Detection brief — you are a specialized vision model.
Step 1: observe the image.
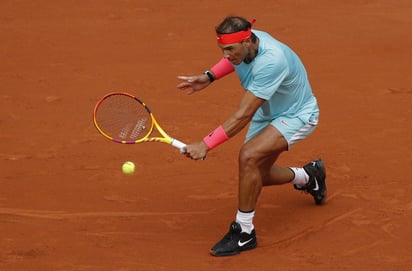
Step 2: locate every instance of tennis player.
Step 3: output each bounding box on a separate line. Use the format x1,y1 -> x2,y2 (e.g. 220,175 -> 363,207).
177,16 -> 326,256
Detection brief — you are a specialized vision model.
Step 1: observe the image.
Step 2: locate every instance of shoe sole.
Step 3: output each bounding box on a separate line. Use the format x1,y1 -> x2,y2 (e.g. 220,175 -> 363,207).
210,243 -> 257,257
312,159 -> 327,205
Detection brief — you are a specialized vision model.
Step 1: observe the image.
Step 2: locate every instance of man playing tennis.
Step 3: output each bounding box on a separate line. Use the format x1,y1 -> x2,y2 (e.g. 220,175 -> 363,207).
177,16 -> 326,256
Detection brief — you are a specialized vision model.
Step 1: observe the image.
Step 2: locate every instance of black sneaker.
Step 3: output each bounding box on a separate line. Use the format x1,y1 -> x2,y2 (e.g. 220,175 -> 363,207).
293,159 -> 327,205
210,222 -> 257,256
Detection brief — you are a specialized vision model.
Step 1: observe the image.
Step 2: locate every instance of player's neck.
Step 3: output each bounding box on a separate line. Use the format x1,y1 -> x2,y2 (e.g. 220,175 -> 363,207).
243,39 -> 259,64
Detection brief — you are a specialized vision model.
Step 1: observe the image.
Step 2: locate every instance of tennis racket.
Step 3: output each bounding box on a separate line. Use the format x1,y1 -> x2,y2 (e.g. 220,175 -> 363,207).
93,92 -> 186,153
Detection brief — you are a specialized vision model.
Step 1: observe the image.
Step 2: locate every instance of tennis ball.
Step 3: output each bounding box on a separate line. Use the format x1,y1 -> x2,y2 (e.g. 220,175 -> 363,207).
122,161 -> 136,175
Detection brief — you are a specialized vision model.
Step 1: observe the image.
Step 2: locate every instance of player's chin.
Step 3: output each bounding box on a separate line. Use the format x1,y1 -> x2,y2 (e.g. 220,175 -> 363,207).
229,59 -> 242,66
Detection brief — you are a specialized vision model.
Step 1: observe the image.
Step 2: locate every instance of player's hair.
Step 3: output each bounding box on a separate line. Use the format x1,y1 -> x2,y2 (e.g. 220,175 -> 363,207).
215,16 -> 256,43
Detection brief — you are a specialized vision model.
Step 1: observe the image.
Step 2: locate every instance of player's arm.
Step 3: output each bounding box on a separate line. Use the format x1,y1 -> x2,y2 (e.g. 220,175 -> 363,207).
177,58 -> 234,94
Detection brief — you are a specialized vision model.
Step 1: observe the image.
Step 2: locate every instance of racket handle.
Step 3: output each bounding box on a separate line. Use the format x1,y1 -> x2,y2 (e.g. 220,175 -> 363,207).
170,138 -> 186,153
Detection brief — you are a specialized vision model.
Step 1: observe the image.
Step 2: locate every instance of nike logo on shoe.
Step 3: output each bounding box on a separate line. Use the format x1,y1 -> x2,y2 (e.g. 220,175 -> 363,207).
312,177 -> 319,191
237,238 -> 253,247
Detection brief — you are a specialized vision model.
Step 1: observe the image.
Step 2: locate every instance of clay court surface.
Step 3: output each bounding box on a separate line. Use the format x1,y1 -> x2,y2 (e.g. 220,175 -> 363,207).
0,0 -> 412,271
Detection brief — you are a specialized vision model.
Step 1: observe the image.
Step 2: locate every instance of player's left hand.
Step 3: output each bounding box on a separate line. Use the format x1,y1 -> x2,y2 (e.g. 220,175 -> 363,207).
185,141 -> 209,160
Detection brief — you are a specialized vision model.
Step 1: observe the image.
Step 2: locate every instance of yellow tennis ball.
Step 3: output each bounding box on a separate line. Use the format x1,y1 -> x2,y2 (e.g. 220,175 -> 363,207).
122,161 -> 136,175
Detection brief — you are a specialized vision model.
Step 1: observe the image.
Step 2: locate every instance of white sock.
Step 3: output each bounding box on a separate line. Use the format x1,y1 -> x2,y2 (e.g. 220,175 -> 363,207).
290,167 -> 309,187
236,210 -> 255,234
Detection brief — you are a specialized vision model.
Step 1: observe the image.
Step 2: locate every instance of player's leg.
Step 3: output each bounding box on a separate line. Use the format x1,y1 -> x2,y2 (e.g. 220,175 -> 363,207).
211,125 -> 286,256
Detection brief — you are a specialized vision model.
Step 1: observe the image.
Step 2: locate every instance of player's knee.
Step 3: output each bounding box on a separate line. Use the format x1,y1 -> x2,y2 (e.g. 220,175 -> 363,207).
239,144 -> 258,168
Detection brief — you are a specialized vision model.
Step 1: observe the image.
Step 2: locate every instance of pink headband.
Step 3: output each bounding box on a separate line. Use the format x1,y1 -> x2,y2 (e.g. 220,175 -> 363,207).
217,19 -> 256,44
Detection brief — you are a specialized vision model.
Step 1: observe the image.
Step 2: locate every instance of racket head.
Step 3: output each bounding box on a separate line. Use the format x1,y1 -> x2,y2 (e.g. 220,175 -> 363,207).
93,92 -> 154,144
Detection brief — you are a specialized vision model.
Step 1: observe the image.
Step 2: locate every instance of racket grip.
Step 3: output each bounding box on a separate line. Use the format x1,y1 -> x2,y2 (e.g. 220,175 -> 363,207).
170,138 -> 186,153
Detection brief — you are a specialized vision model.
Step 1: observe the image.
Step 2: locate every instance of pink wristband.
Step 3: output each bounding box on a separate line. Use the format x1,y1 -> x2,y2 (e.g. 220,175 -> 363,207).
203,125 -> 229,150
210,58 -> 235,79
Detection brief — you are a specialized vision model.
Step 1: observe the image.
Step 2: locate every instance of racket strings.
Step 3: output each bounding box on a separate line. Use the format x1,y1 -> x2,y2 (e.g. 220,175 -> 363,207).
96,95 -> 152,142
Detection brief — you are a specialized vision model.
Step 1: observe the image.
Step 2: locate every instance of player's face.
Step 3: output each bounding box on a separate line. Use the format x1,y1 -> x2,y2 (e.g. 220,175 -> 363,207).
218,41 -> 250,65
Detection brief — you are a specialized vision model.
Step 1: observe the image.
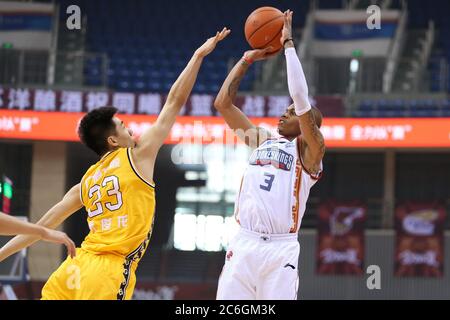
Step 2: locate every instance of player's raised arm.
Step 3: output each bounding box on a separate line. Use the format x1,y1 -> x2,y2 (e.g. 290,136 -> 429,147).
134,28 -> 230,157
0,184 -> 83,261
214,47 -> 271,147
0,212 -> 75,257
281,10 -> 325,174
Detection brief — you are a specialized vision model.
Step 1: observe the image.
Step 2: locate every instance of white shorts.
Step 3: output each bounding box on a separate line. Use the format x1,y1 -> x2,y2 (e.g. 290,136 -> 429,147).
217,228 -> 300,300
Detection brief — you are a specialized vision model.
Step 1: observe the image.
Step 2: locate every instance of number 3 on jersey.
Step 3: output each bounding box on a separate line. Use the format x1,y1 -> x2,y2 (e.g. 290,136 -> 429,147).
259,172 -> 275,191
88,176 -> 122,218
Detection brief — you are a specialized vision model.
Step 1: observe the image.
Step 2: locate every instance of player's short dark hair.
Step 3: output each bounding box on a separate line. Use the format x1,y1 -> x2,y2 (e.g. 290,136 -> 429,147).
78,107 -> 117,155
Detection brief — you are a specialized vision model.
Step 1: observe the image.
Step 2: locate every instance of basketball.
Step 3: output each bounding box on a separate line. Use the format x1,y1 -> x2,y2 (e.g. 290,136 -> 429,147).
245,7 -> 284,53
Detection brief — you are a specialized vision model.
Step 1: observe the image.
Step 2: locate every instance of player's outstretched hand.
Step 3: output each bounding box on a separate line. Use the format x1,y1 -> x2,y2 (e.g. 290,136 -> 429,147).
42,228 -> 76,258
195,28 -> 231,58
280,10 -> 293,45
244,47 -> 278,61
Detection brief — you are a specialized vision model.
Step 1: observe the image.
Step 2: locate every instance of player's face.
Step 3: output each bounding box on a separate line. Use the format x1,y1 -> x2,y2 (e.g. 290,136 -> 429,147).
278,104 -> 300,137
110,117 -> 135,148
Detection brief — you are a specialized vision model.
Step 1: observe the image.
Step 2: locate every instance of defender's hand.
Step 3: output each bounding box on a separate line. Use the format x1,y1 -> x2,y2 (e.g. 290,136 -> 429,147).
280,10 -> 294,47
195,28 -> 231,58
244,47 -> 278,61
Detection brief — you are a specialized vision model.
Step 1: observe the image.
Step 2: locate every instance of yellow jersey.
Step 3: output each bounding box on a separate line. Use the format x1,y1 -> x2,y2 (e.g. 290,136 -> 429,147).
81,148 -> 155,261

## WRITTEN REQUEST
Please reproduce the data verbatim, starting with its first line and continuing through the line with "312,159 -> 327,205", and leave any pictures out of your answer.

## TASK RESPONSE
Detection brief — you are a specialized vision model.
Step 1: observe the image.
Step 2: locate every instance of tennis player.
Step 3: output each bounding box on a separate line. Use the format x1,y1 -> x2,y2 (e.g. 220,175 -> 363,207).
177,16 -> 326,256
Detection brief — you are a specialized vision model.
Step 1: observe the image.
Step 2: locate every instance of shoe sole.
Step 3: output each bounding box on a separate line. Use the format x1,y1 -> x2,y2 (e.g. 220,175 -> 363,207).
210,243 -> 257,257
312,159 -> 327,205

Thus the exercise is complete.